■ **Given task 1**:
Using the message on pointwise confidence bounds for logistic regression, answer the following:
(a) Which response values does the reply say were specified with the binomial family?
(b) What weight does the reply say would have been needed if 1/10 and 9/10 were meant?
(c) From which function does the reply say the warning arises?

■ **Text provided**:
[R] Pointwise Confidence Bounds on Logistic Regression

Fri Jun 20 08:52:17 CEST 2008

On Thu, 19 Jun 2008, Bryan Hanson wrote:

> Thanks so much to all who offered assistance.  I have to say it would have
> taken me a long time to figure this out, so I am most grateful.  Plus,
> studying your examples greatly improves my understanding.
>
> As a follow up, the fit process gives the following error:
>
> Warning messages:
> 1: In eval(expr, envir, enclos) :
>  non-integer #successes in a binomial glm!
>
> Is this something I should worry about?  It doesn't arise from glm or
> glm.fit

It does arise from glm(), which runs the initialization code for the 
family.  Specifically

> binomial()$initialize
expression({
     if (NCOL(y) == 1) {
         if (is.factor(y))
             y <- y != levels(y)[1]
         n <- rep.int(1, nobs)
         if (any(y < 0 | y > 1))
             stop("y values must be 0 <= y <= 1")
         mustart <- (weights * y + 0.5)/(weights + 1)
         m <- weights * y
         if (any(abs(m - round(m)) > 0.001))
             warning("non-integer #successes in a binomial glm!")
     }
     else if (NCOL(y) == 2) {
         if (any(abs(y - round(y)) > 0.001))
             warning("non-integer counts in a binomial glm!")
         n <- y[, 1] + y[, 2]
         y <- ifelse(n == 0, 0, y[, 1]/n)
         weights <- weights * n
         mustart <- (n * y + 0.5)/(n + 1)
     }
     else stop("for the binomial family, y must be a vector of 0 and 1's\n",
         "or a 2 column matrix where col 1 is no. successes and col 2 is 
no. failures")
})

You specified a binomial family with responses 0.1 and 0.9.  That makes no 
sense -- the binomial distribution is for integers.  Perhaps you mean 1/10 
and 9/10, in which case you needed a weight of 10, but I'm forced to 
guess.

>
> Thanks, Bryan
>
> For the record, a final complete working code is appended below.
>
> x <- c(1:40)
> y1 <- c(rep(0.1,10), rep(NA, 10), rep(0.9,20))
> y2 <- c(rep(0.1,15), rep(NA, 10), rep(0.9,15))
> data <- as.data.frame(cbind(x,y1,y2))

■ **Data records**:
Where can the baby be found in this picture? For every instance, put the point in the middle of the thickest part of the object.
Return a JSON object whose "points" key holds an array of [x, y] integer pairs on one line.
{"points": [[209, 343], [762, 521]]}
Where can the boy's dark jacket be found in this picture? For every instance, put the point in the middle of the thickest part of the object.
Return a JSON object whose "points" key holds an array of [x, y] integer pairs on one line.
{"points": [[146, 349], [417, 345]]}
...
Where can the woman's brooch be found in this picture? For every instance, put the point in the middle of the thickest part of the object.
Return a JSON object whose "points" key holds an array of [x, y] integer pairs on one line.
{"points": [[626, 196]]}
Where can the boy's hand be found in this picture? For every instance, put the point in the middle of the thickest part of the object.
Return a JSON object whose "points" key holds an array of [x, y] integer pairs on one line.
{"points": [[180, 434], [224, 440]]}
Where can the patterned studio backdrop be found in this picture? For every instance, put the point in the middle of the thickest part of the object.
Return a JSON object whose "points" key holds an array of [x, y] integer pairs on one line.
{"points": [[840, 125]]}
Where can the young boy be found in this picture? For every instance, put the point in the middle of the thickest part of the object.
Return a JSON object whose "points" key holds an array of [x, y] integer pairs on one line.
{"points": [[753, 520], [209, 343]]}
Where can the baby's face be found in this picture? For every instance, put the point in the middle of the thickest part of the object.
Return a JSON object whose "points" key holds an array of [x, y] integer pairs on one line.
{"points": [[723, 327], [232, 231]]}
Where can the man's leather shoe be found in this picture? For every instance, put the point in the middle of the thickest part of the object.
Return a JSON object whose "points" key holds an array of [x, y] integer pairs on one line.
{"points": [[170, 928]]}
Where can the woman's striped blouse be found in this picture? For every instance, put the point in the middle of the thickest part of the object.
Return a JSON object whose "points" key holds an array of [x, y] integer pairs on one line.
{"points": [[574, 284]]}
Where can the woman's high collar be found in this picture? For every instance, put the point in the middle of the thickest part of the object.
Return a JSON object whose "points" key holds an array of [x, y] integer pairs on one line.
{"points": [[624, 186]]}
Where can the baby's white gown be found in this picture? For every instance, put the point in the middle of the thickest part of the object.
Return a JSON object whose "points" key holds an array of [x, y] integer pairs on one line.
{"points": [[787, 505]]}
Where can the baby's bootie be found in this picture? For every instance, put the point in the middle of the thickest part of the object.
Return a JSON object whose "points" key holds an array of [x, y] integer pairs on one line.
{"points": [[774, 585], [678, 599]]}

■ **Given task 2**:
Extract every line of the listing that contains the word "woman". Matching is case-sensitive.

■ **Result 1**:
(a) 0.1 and 0.9
(b) 10
(c) glm()

■ **Result 2**:
Where can the woman's brooch be found in this picture? For every instance, put the point in the middle of the thickest part of the object.
Where can the woman's striped blouse be found in this picture? For every instance, put the point in the middle of the thickest part of the object.
Where can the woman's high collar be found in this picture? For every instance, put the point in the middle of the thickest part of the object.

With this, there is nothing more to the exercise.